▸ **DATASET CONTENT**:
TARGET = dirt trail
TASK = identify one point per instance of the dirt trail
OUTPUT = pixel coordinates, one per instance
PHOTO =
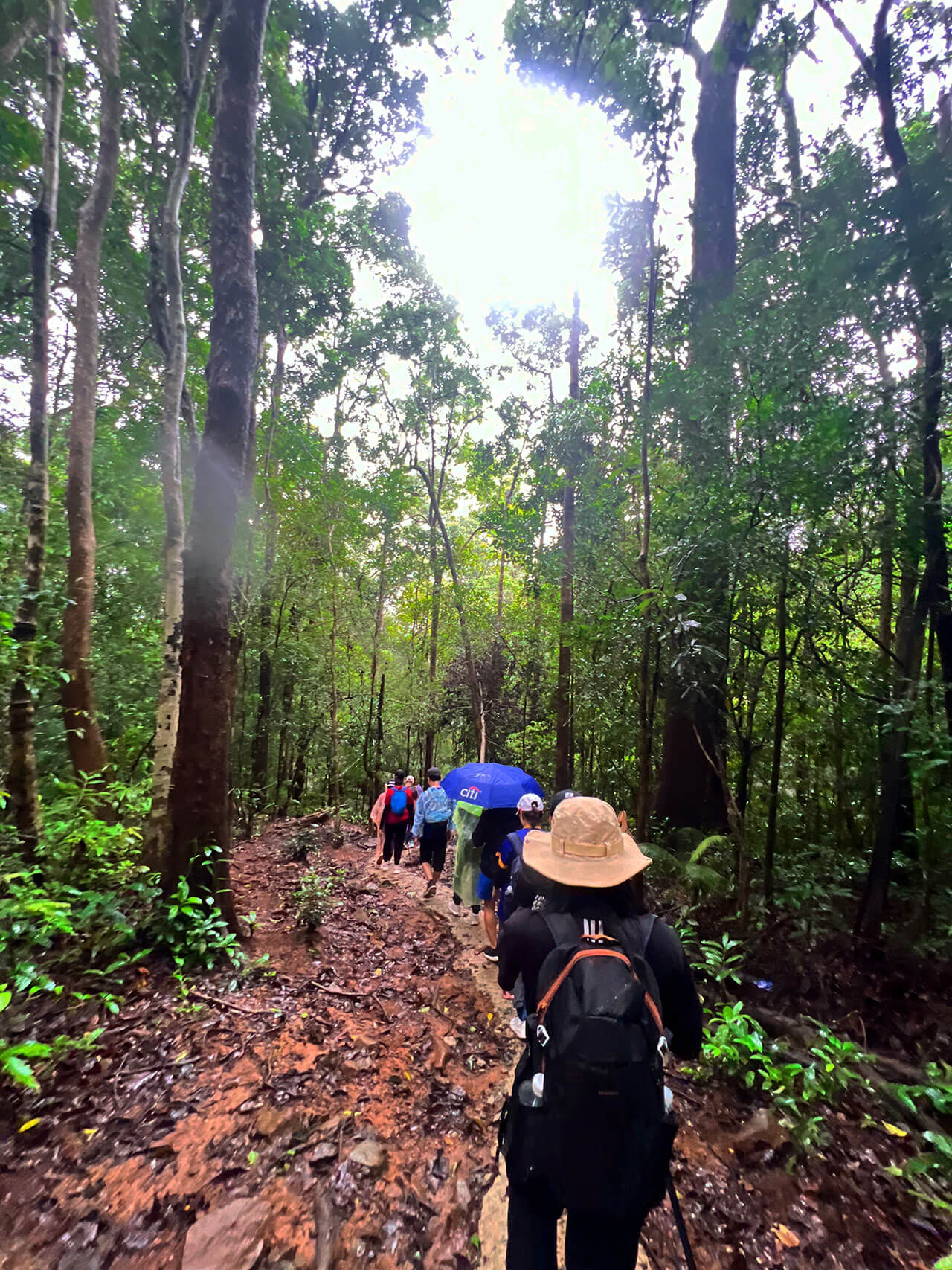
(379, 1033)
(352, 1083)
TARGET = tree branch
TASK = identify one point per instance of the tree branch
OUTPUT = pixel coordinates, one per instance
(18, 39)
(862, 56)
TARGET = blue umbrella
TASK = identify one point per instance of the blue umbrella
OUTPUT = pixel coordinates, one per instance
(489, 785)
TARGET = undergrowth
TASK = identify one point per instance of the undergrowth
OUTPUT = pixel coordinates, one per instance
(314, 896)
(82, 914)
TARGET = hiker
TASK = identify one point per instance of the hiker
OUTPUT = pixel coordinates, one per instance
(413, 790)
(584, 1132)
(495, 824)
(466, 864)
(377, 822)
(431, 830)
(517, 892)
(398, 812)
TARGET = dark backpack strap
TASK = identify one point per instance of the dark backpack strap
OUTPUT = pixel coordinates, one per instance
(562, 927)
(634, 935)
(645, 923)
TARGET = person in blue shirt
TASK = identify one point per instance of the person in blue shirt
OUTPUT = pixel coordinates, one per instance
(432, 824)
(517, 893)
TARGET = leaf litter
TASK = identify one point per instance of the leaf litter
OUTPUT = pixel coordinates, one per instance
(352, 1086)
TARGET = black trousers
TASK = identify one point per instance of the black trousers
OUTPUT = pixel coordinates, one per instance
(393, 838)
(591, 1242)
(433, 846)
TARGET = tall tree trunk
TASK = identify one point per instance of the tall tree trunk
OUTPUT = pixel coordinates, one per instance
(22, 780)
(689, 793)
(334, 775)
(368, 765)
(567, 598)
(436, 597)
(477, 711)
(283, 776)
(260, 745)
(933, 594)
(174, 394)
(774, 797)
(199, 795)
(300, 774)
(83, 734)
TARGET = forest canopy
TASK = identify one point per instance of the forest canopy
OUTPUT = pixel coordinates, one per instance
(273, 527)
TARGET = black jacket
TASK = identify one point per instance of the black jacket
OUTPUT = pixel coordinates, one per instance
(526, 941)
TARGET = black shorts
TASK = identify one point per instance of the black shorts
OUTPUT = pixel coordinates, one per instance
(433, 846)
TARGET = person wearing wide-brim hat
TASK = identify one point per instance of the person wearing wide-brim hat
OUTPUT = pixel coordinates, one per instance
(587, 865)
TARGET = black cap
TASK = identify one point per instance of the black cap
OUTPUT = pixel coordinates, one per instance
(560, 798)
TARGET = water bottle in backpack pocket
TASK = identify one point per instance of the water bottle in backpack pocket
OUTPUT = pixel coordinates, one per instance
(598, 1138)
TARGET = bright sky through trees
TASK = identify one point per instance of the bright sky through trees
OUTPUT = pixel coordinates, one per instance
(508, 190)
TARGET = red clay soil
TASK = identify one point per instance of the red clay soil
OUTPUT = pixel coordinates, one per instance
(381, 1034)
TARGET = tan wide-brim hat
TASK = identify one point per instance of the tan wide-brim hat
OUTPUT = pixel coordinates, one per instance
(587, 847)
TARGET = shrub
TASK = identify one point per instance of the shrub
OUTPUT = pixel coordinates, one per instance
(312, 898)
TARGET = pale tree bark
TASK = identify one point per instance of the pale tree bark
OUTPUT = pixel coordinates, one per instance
(199, 799)
(334, 772)
(260, 748)
(167, 723)
(477, 711)
(83, 734)
(933, 596)
(19, 39)
(567, 598)
(689, 792)
(370, 770)
(22, 780)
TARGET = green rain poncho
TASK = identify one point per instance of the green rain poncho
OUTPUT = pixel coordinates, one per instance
(466, 869)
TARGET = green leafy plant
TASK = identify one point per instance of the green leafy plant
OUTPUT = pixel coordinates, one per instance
(16, 1059)
(312, 898)
(721, 960)
(736, 1047)
(192, 929)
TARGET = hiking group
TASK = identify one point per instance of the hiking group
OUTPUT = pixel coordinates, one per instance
(601, 986)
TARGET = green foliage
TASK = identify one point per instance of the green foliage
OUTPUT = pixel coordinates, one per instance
(721, 960)
(312, 898)
(14, 1059)
(190, 927)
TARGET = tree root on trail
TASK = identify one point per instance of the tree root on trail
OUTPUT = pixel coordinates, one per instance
(341, 992)
(805, 1031)
(901, 1074)
(229, 1005)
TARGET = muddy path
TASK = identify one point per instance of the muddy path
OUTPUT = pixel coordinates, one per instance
(350, 1083)
(346, 1094)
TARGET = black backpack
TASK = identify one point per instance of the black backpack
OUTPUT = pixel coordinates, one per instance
(598, 1138)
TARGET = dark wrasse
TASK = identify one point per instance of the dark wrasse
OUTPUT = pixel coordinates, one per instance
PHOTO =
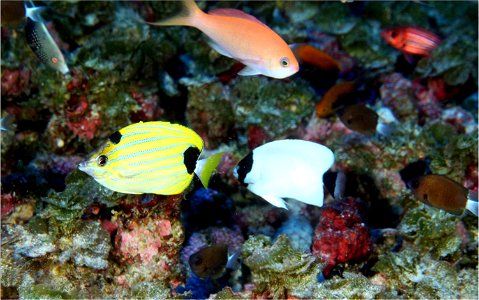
(444, 193)
(360, 118)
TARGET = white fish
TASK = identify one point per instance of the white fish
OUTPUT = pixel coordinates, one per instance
(286, 169)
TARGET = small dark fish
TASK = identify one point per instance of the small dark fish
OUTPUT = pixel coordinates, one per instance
(6, 123)
(360, 118)
(443, 193)
(335, 183)
(12, 12)
(41, 42)
(212, 261)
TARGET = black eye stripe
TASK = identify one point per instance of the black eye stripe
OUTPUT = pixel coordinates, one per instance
(102, 160)
(115, 138)
(190, 156)
(244, 167)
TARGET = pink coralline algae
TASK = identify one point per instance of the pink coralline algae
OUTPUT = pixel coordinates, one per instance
(216, 235)
(429, 97)
(80, 118)
(341, 236)
(397, 93)
(8, 204)
(149, 109)
(15, 82)
(472, 179)
(461, 119)
(142, 240)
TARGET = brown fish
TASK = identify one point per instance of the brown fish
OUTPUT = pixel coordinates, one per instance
(13, 12)
(212, 261)
(360, 118)
(441, 192)
(327, 105)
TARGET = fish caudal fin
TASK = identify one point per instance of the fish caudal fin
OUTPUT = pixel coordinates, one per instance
(205, 167)
(276, 201)
(472, 206)
(184, 18)
(34, 13)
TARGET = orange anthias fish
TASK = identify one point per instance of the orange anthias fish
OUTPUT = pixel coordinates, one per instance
(238, 35)
(312, 56)
(411, 40)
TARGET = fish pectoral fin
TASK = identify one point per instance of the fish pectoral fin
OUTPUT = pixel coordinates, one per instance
(206, 167)
(248, 71)
(276, 201)
(123, 173)
(219, 49)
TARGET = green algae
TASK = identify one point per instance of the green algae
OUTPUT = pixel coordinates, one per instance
(277, 106)
(418, 275)
(278, 268)
(364, 43)
(452, 59)
(432, 231)
(210, 113)
(450, 153)
(348, 286)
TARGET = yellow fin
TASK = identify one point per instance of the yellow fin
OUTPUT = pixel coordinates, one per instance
(184, 18)
(206, 167)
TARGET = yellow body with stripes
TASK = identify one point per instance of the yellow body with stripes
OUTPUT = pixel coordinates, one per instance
(150, 157)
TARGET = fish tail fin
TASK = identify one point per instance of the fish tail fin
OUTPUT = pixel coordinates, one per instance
(472, 204)
(34, 13)
(205, 167)
(472, 207)
(186, 16)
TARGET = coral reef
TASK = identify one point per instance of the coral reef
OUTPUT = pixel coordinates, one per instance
(66, 236)
(279, 270)
(341, 236)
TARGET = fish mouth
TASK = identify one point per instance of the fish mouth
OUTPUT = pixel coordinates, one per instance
(83, 166)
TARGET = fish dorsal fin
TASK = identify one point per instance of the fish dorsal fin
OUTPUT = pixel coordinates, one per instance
(248, 71)
(231, 12)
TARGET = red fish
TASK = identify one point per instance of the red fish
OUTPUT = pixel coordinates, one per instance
(411, 40)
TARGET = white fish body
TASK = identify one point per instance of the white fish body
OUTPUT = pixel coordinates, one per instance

▸ **WHAT YOU NEED TO DO**:
Restate the data above word for word. Do not include the images.

▸ **THE SOLUTION**:
TARGET = dirt trail
TASK = identify one point per instance of the dirt trail
OUTPUT = pixel coordinates, one per instance
PHOTO =
(379, 1033)
(352, 1083)
TARGET = tree branch
TASK = identify one point per instance of the tree branch
OUTPUT = pixel coordinates, one per instance
(18, 39)
(862, 56)
TARGET = blue umbrella
TASK = identify one point per instance of the blue umbrella
OUTPUT = pixel coordinates, one per instance
(489, 785)
TARGET = undergrowth
TASK = identify one point per instance of the undergrowth
OUTPUT = pixel coordinates, one per instance
(314, 896)
(82, 914)
TARGET = hiker
TASK = identify one point per instance of the hiker
OUTPUT = pixel coordinates, one per instance
(413, 790)
(584, 1132)
(495, 824)
(466, 864)
(377, 822)
(431, 830)
(517, 892)
(398, 812)
TARGET = dark backpack strap
TASK = identify one point per instance of the dark backpack strap
OUTPUT = pixel coordinates, one per instance
(562, 927)
(634, 935)
(645, 923)
TARGET = person in blue shirt
TASK = identify one point per instance of the person in blue shirt
OUTPUT = pixel coordinates, one per instance
(432, 824)
(517, 893)
TARGET = leaf litter
TASK = identify one point per instance of the leaf litter
OUTPUT = pixel coordinates, one per instance
(352, 1086)
TARGET = black trousers
TASK = identify one point per instance of the black trousers
OUTPUT = pixel coordinates, one per instance
(393, 838)
(591, 1242)
(433, 846)
TARGET = tall tree trunk
TASK = identify one point per instance of the tall tree trunk
OUTPUT = pixel coordinates, one per instance
(22, 780)
(689, 793)
(334, 775)
(368, 765)
(567, 598)
(436, 597)
(477, 711)
(283, 776)
(260, 745)
(933, 594)
(174, 394)
(774, 797)
(199, 795)
(300, 774)
(83, 734)
TARGET = forest canopy
TASK = identify one point per instance of the forest canopy
OUTPUT = pixel coordinates, one per instance
(273, 527)
TARGET = black jacket
TASK = identify one point per instance of the black jacket
OUTPUT = pixel coordinates, one per instance
(526, 941)
TARGET = black shorts
TASK = identify one point per instance of the black shorts
OUTPUT = pixel coordinates, one per instance
(433, 846)
TARGET = person wearing wide-brim hat
TASK = identify one point per instance of the person wearing wide-brim hat
OUTPUT = pixel coordinates, one per instance
(587, 865)
TARGET = black cap
TASK = identify one point per instance of the black cap
OUTPUT = pixel coordinates, one per instance
(560, 798)
TARGET = water bottle in backpack pocket
TASK = identify one point per instance of the water bottle in backpack pocket
OUTPUT = pixel coordinates, one per instance
(598, 1138)
TARGET = bright sky through trees
TASK = identify one point per instance of the bright sky through trees
OUTPUT = pixel coordinates, one per instance
(508, 190)
TARGET = red clay soil
TASK = identify one point per instance of the red clay soil
OUTPUT = pixel coordinates, one per instance
(381, 1034)
TARGET = tan wide-brim hat
TASK = identify one point per instance of the tan wide-brim hat
OUTPUT = pixel coordinates, one per instance
(587, 847)
TARGET = shrub
TASK = identify one point per instance of the shrub
OUTPUT = pixel coordinates, one per instance
(312, 898)
TARGET = pale tree bark
TASK = identify one point per instance of the pale tree bark
OUTPUT = pixel coordinates, one per instance
(199, 799)
(334, 772)
(260, 748)
(167, 723)
(477, 711)
(83, 734)
(933, 596)
(19, 39)
(567, 598)
(689, 792)
(370, 770)
(22, 780)
TARGET = green rain poncho
TASK = identify one point per instance of the green rain poncho
OUTPUT = pixel coordinates, one per instance
(466, 869)
TARGET = green leafy plant
TASK = identify one point per instance of the green leafy plant
OUTPUT = pixel coordinates, one per instance
(16, 1059)
(312, 898)
(721, 960)
(736, 1047)
(192, 929)
TARGET = hiking group
TASK = identify one point per instance of the hiking group
OUTPUT = pixel coordinates, one per instance
(601, 986)
TARGET = green foliage
TASK = identify one point per instance of the green foliage
OUTPUT = pixel coordinates, one per instance
(721, 960)
(312, 898)
(14, 1059)
(190, 927)
TARGET = tree root on trail
TASK = identify one point per instance of the tree root on trail
OUTPUT = pixel coordinates, one per instance
(341, 992)
(805, 1031)
(901, 1074)
(229, 1005)
TARGET = muddy path
TASK = identify one point per instance of the muddy path
OUTPUT = pixel coordinates, one per instance
(350, 1083)
(346, 1094)
TARGET = black backpack
TASK = identify one point per instance of the black backpack
OUTPUT = pixel coordinates, one per instance
(598, 1138)
TARGET = dark wrasse
TASK = identify one point per instance of the dark wrasse
OUTPUT = pixel coordinates, one per instance
PHOTO =
(444, 193)
(360, 118)
TARGET = white fish
TASK = identify one point per instance of the white fish
OUTPUT = pixel coordinates, one per instance
(286, 169)
TARGET = small dark fish
TASK = identify one point per instance of the small dark fish
OUTPUT = pixel coordinates, one per instance
(6, 123)
(360, 118)
(443, 193)
(335, 183)
(12, 12)
(41, 42)
(212, 261)
TARGET = black eye stripe
TASK = identify one point per instance of the black eye stripe
OUTPUT = pixel coordinates, one per instance
(102, 160)
(115, 138)
(190, 156)
(244, 167)
TARGET = pink coralline algae
TASK = identify one point per instance of the pink coralline algae
OUTPUT = pixel coordinates, one per instance
(216, 235)
(429, 97)
(80, 118)
(341, 236)
(397, 93)
(8, 204)
(149, 109)
(15, 82)
(472, 179)
(461, 119)
(142, 240)
TARGET = brown fish
TASK = identify one point per instance of the brown fish
OUTPUT = pixel coordinates, one per instance
(13, 12)
(212, 261)
(360, 118)
(441, 192)
(327, 105)
TARGET = fish caudal fin
TASK = identify one point per instance of the fish caudal fin
OUTPUT = pixel coordinates, one per instance
(205, 167)
(276, 201)
(472, 206)
(184, 18)
(34, 13)
TARGET = orange anthias fish
TASK = identify one point per instance of the orange anthias fish
OUTPUT = pixel coordinates, one per instance
(238, 35)
(312, 56)
(411, 40)
TARGET = fish pectoral fin
TASK = identify one point per instance of the fish pectoral fin
OUTPUT = pixel coordinates, one per instance
(206, 167)
(248, 71)
(276, 201)
(123, 173)
(219, 49)
TARGET = green algae
TASK = identify one point per instance of the green algae
OUTPUT = pixel coordinates, one per instance
(277, 106)
(418, 275)
(278, 268)
(364, 43)
(452, 59)
(432, 231)
(210, 113)
(450, 153)
(348, 286)
TARGET = yellow fin
TASK = identify one point per instance of the yellow fin
OUTPUT = pixel coordinates, one per instance
(184, 18)
(206, 167)
TARGET = yellow body with stripes
TASK = identify one point per instance of the yellow body with stripes
OUTPUT = pixel coordinates, one per instance
(150, 157)
TARGET = fish tail fin
TASK = identify one point per instance of the fish tail fin
OUTPUT = pixel coordinates, one per instance
(472, 204)
(34, 13)
(205, 167)
(472, 207)
(186, 16)
TARGET = coral reef
TASK = identify one point per instance of the coral reef
OUTPUT = pixel coordinates, one per instance
(66, 236)
(279, 270)
(341, 236)
TARGET = fish mouth
TASK = identify one point per instance of the fish mouth
OUTPUT = pixel coordinates, one per instance
(83, 166)
TARGET = fish dorsal fin
TASK = identify one point per instance of the fish dorsal fin
OUTPUT = pixel coordinates, one per instance
(248, 71)
(231, 12)
TARGET = red fish
TASK = identify one point per instance of the red fish
OUTPUT = pixel coordinates, one per instance
(411, 40)
TARGET = white fish body
TASK = identify one point per instance of the white fish body
OUTPUT = pixel coordinates, one per instance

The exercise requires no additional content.